• Request
Extract the final stretch of the data: the line that contains "Where can the white beard" and every line after it, unaltered, and no other lines.

* START *

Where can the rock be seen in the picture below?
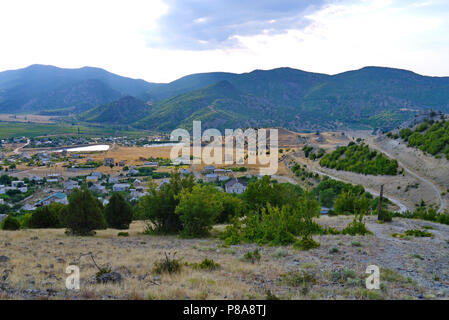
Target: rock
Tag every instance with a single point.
(109, 277)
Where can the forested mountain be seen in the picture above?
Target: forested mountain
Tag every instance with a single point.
(295, 99)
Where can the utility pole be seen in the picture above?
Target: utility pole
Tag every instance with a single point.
(379, 212)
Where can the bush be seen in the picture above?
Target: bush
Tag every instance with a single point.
(84, 213)
(10, 223)
(252, 256)
(118, 212)
(206, 264)
(356, 228)
(160, 205)
(47, 217)
(168, 265)
(306, 243)
(418, 233)
(276, 226)
(198, 210)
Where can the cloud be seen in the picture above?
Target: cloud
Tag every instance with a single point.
(214, 24)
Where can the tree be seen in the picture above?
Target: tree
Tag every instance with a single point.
(84, 213)
(10, 223)
(118, 212)
(198, 210)
(232, 207)
(158, 208)
(47, 216)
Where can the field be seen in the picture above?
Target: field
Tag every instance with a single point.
(413, 268)
(9, 129)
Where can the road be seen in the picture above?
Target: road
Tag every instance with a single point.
(402, 207)
(17, 150)
(414, 174)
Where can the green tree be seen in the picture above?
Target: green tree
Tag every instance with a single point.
(10, 223)
(47, 216)
(232, 207)
(199, 209)
(118, 212)
(84, 213)
(158, 208)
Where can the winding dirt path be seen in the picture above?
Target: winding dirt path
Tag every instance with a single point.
(443, 205)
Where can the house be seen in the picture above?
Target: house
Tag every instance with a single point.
(25, 155)
(235, 186)
(98, 188)
(28, 207)
(113, 180)
(120, 187)
(36, 178)
(91, 179)
(70, 185)
(23, 189)
(223, 178)
(185, 171)
(151, 164)
(211, 177)
(108, 162)
(209, 169)
(16, 184)
(58, 197)
(96, 174)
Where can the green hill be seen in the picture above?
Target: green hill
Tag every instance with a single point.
(126, 110)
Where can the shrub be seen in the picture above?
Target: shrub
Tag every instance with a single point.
(334, 250)
(252, 256)
(10, 223)
(418, 233)
(159, 206)
(198, 210)
(206, 264)
(306, 244)
(47, 216)
(356, 228)
(168, 265)
(84, 213)
(118, 212)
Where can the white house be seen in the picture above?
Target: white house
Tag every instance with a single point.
(235, 186)
(120, 187)
(70, 185)
(211, 177)
(55, 197)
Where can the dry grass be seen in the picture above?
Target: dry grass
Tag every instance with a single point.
(38, 259)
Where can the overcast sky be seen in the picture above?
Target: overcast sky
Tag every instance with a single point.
(161, 40)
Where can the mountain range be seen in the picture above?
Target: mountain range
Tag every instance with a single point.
(290, 98)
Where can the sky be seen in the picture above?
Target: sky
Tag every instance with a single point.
(162, 40)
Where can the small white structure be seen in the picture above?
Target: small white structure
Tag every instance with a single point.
(120, 187)
(235, 186)
(16, 184)
(70, 185)
(58, 197)
(211, 177)
(98, 188)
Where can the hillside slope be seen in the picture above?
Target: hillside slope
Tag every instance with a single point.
(126, 110)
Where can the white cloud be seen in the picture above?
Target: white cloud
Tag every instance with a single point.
(111, 35)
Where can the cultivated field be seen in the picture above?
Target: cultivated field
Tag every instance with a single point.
(411, 268)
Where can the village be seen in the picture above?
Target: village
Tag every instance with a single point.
(39, 176)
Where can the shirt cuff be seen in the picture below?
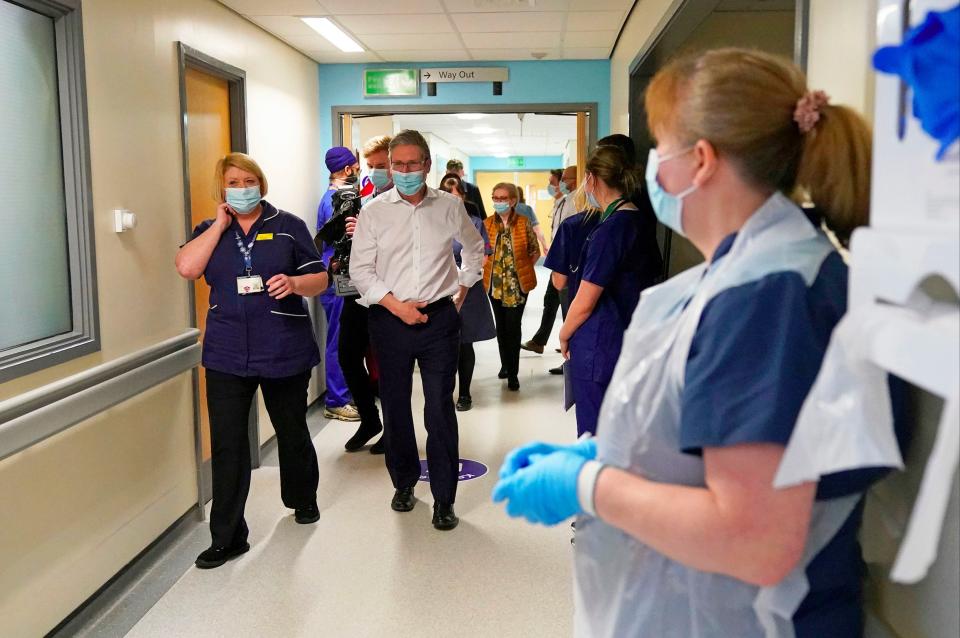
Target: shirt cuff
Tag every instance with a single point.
(587, 485)
(467, 278)
(376, 292)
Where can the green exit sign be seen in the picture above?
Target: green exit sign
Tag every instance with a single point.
(391, 83)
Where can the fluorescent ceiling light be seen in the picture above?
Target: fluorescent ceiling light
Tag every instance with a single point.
(334, 34)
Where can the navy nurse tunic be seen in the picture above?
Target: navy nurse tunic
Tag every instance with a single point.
(257, 335)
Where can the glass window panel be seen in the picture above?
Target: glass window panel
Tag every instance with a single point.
(34, 260)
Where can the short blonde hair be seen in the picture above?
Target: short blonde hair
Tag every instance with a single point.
(236, 160)
(376, 144)
(743, 102)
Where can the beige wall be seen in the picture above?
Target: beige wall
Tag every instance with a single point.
(79, 506)
(841, 43)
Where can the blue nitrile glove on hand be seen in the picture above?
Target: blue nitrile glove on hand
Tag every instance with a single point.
(544, 489)
(520, 457)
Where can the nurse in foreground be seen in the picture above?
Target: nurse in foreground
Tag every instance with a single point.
(682, 534)
(260, 262)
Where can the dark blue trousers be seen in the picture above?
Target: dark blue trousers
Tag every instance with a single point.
(434, 347)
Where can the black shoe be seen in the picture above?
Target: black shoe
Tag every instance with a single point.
(216, 556)
(443, 517)
(403, 500)
(364, 434)
(307, 515)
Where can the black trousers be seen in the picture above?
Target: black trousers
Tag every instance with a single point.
(433, 346)
(509, 322)
(228, 402)
(352, 348)
(552, 300)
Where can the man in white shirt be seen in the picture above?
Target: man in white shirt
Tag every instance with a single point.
(402, 263)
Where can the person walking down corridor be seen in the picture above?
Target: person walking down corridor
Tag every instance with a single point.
(260, 263)
(603, 258)
(509, 275)
(344, 173)
(402, 264)
(476, 319)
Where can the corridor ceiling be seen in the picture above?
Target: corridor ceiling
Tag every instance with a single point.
(447, 30)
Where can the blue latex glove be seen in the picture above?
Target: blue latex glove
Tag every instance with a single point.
(544, 492)
(520, 457)
(929, 61)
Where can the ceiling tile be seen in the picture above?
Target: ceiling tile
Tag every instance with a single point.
(412, 41)
(275, 7)
(497, 6)
(310, 43)
(582, 39)
(511, 39)
(396, 24)
(339, 57)
(595, 20)
(494, 22)
(513, 54)
(601, 5)
(425, 55)
(284, 25)
(586, 53)
(378, 7)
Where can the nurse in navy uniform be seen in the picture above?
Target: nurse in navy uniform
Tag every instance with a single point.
(260, 263)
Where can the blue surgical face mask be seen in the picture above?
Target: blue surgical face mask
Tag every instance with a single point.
(668, 207)
(380, 177)
(243, 200)
(408, 183)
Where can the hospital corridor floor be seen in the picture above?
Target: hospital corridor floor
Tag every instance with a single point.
(365, 570)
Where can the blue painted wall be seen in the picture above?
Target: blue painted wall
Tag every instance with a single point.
(533, 82)
(530, 163)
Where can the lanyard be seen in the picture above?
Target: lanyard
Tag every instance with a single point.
(613, 207)
(246, 251)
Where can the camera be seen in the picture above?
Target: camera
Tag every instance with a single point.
(346, 203)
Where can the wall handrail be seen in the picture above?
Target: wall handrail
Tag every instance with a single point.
(33, 416)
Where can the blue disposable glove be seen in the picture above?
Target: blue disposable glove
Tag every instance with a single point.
(545, 491)
(520, 457)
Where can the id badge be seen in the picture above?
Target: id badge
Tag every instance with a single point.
(249, 285)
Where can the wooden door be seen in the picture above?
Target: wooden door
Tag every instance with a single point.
(208, 139)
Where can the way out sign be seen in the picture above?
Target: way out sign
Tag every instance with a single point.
(468, 470)
(466, 74)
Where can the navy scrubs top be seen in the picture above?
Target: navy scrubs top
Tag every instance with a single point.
(619, 254)
(257, 335)
(752, 362)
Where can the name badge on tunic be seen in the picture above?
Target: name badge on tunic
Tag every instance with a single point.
(249, 285)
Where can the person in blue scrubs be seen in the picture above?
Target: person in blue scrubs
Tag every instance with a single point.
(682, 533)
(260, 263)
(344, 171)
(607, 259)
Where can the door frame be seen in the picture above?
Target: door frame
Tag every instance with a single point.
(337, 112)
(190, 58)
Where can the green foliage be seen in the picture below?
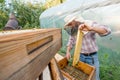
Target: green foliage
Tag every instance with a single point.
(27, 14)
(109, 64)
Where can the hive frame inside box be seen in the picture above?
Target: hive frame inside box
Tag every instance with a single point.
(86, 68)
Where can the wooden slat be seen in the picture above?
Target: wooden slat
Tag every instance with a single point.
(78, 46)
(15, 61)
(86, 68)
(56, 73)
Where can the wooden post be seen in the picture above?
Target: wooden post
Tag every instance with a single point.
(24, 54)
(77, 47)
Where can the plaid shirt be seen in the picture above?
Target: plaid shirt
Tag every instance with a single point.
(89, 40)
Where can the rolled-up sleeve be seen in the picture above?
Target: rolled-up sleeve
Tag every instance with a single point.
(108, 30)
(71, 41)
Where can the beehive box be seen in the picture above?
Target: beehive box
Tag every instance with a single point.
(81, 71)
(24, 54)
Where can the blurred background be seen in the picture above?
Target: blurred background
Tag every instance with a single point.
(50, 14)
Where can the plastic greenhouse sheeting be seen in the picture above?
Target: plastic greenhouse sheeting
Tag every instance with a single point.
(103, 11)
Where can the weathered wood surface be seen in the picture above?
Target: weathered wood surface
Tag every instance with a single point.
(55, 71)
(86, 68)
(21, 57)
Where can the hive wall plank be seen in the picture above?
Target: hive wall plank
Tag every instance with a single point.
(15, 61)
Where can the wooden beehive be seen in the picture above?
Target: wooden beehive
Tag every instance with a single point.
(81, 66)
(24, 54)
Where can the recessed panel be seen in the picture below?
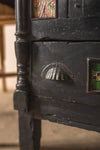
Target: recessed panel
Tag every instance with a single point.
(59, 71)
(44, 8)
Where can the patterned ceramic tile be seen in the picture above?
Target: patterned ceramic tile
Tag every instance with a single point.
(44, 8)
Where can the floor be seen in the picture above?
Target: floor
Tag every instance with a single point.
(54, 137)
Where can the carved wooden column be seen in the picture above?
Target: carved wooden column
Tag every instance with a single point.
(21, 96)
(22, 48)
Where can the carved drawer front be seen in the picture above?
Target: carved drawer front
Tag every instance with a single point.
(62, 71)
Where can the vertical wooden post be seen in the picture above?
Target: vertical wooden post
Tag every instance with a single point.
(2, 58)
(28, 127)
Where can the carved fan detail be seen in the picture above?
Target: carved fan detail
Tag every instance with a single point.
(57, 71)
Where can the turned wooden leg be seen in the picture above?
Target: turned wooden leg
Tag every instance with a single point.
(2, 58)
(29, 132)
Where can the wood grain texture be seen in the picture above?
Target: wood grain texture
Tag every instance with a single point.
(74, 56)
(73, 29)
(83, 8)
(29, 132)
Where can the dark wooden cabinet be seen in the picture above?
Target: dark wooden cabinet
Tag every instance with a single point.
(58, 62)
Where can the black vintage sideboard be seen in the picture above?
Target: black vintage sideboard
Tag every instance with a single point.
(58, 61)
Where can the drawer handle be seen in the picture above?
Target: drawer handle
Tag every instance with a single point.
(57, 72)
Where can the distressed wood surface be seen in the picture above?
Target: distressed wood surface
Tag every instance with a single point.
(83, 8)
(77, 115)
(74, 56)
(67, 29)
(29, 132)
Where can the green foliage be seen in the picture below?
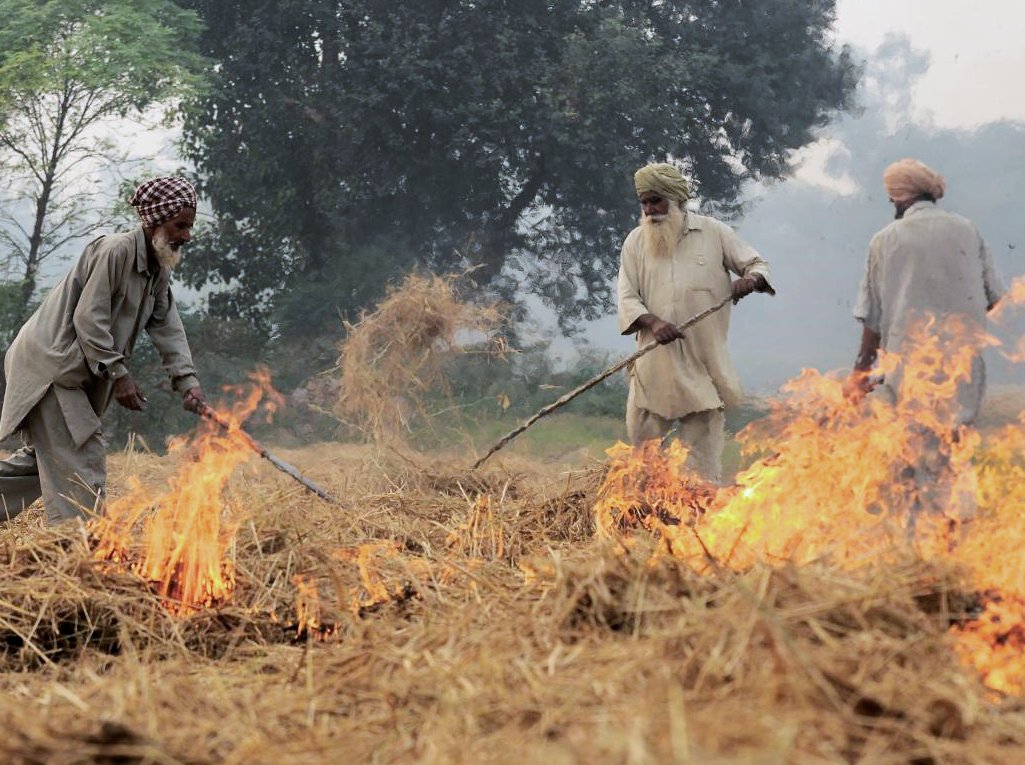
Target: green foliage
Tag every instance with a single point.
(446, 133)
(67, 66)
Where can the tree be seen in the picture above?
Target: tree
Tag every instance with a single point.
(345, 143)
(67, 67)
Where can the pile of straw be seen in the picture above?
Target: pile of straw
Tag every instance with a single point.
(508, 634)
(396, 356)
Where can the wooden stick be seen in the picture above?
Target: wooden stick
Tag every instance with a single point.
(595, 380)
(207, 412)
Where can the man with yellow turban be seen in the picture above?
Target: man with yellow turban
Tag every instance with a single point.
(928, 272)
(72, 356)
(927, 264)
(675, 264)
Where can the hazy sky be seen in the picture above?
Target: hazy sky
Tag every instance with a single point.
(941, 83)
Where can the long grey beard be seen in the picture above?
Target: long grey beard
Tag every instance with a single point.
(167, 256)
(659, 235)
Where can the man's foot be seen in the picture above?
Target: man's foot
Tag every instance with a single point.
(21, 462)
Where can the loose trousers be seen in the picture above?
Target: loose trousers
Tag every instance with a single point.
(70, 479)
(703, 432)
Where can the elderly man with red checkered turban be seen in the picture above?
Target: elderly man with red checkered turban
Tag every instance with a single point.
(71, 357)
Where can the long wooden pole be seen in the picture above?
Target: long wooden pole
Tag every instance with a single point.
(207, 412)
(595, 380)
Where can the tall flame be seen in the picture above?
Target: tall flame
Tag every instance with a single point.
(179, 540)
(857, 481)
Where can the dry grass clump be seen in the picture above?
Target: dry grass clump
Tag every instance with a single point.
(397, 355)
(449, 617)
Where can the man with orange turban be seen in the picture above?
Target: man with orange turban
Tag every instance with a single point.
(928, 264)
(929, 278)
(675, 264)
(72, 356)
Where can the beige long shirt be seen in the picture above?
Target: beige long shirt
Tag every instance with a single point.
(930, 262)
(81, 337)
(696, 373)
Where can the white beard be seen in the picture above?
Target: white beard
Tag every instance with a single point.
(167, 255)
(659, 234)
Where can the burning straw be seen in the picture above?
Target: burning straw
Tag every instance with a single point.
(397, 356)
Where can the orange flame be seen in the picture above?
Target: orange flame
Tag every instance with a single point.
(858, 481)
(179, 540)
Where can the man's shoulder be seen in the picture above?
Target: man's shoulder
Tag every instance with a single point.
(119, 245)
(630, 242)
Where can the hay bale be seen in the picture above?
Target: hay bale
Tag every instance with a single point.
(397, 355)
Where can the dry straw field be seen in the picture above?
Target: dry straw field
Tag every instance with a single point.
(824, 609)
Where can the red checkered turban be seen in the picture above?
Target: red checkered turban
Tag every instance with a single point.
(162, 199)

* END *

• Written response
Where can the white beard be seen in the picture above?
Target: white beard
Tag every instance with a single point.
(167, 255)
(659, 234)
Where can the burning straw be seen in the picture above?
Target: burning straw
Tag every instance with a single point.
(397, 356)
Where can the orange flame be seen in the picture above?
Target: orange flame
Tag every instance with a single point.
(858, 481)
(179, 540)
Where can the man's shoulder be seen in the picture above?
Target: man's shoulder
Tag every instance with a single point.
(119, 245)
(630, 242)
Where can the hay bale be seen in the picture above?
Target: hay bale
Tag every instance with a single point.
(397, 355)
Where can the dry straw field be seen in the picture above?
Target: dry straw field
Tag every instance with a single point.
(824, 609)
Where can the red checkered turban be seen in the picture above?
Target: red checkered turban
Tag every instance with a single point.
(162, 199)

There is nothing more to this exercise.